# Work order
Word for word, restate the entries below from their first line through the line that contains "the green foliage".

----------

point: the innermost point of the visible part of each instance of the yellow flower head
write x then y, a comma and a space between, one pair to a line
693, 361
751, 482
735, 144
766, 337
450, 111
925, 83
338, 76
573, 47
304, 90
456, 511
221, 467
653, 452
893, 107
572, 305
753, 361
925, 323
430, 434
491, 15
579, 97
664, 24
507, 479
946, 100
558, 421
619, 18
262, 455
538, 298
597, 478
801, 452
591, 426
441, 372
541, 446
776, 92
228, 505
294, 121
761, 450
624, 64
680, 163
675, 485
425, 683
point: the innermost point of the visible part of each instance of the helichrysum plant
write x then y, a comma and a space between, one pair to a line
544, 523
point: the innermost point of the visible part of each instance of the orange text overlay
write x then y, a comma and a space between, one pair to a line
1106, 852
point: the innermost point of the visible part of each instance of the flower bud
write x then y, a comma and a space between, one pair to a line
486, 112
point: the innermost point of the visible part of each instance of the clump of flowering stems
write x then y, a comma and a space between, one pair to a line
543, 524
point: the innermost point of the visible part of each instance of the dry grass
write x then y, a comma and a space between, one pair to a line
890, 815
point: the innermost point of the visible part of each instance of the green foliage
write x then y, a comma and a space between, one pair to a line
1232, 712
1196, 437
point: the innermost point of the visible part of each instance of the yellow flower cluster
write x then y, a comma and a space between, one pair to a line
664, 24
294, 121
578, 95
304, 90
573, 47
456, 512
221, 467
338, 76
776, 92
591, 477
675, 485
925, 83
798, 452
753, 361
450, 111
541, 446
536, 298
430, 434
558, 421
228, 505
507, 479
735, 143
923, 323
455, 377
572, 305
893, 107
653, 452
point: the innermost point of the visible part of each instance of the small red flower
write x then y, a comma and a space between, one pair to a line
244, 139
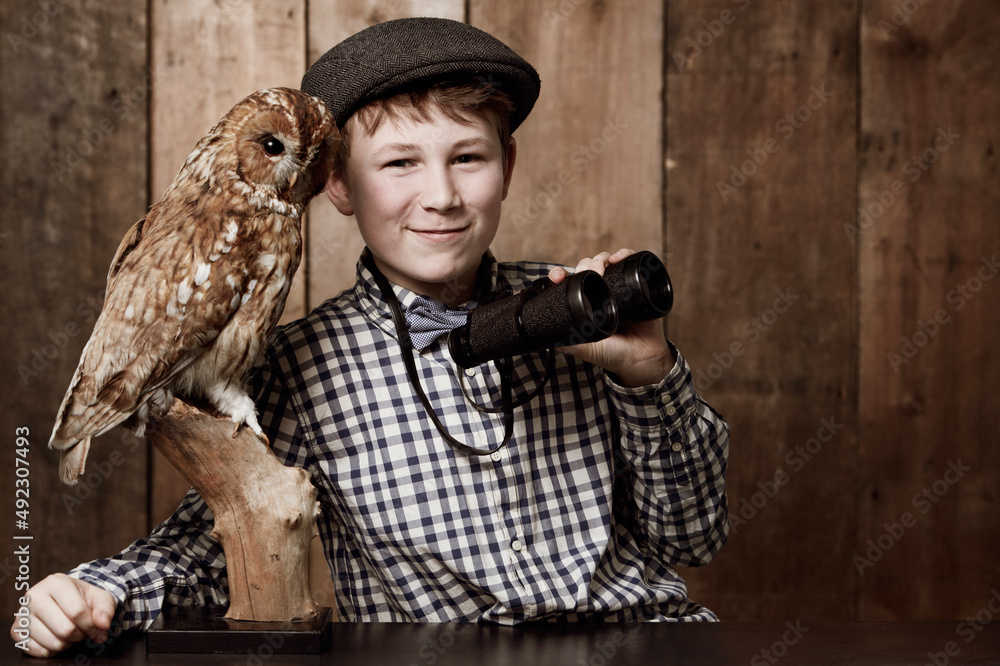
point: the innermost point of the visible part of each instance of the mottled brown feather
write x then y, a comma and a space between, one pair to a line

----------

# Finished exercise
point: the innermost point of the visible part of each instance of the yellow flower head
write x then y, a comma and a space between, one pair to a line
693, 361
751, 482
735, 144
766, 337
450, 111
925, 83
338, 76
573, 47
304, 90
456, 511
221, 467
653, 452
893, 107
572, 305
753, 361
925, 323
430, 434
491, 15
579, 97
664, 24
507, 479
946, 100
558, 421
619, 18
262, 455
538, 298
597, 478
801, 452
591, 426
441, 372
541, 446
776, 92
228, 505
294, 121
761, 450
624, 64
680, 163
675, 485
425, 683
point: the innermost point of the visible part of each instance of the helichrysum plant
write x then y, a comma and a space between, one pair to a line
544, 523
point: the innermost point of the visible part of each instance of the orange text overlay
write x then y, a comma and a space between, one pair to a line
1106, 852
point: the innermost point of the visible part of each instance of the flower bud
write x then y, a comma and a space between, one pair to a line
486, 112
point: the innermost point of the visible part of each instance of the clump of flowering stems
write x then y, a comma and a space between, one pair to a line
543, 524
point: the innermost point of the visible part of each instance of the dry grass
write x then y, a comma and a space between, one pair to a line
890, 815
point: the innermost point of the visible part of each instance of the green foliage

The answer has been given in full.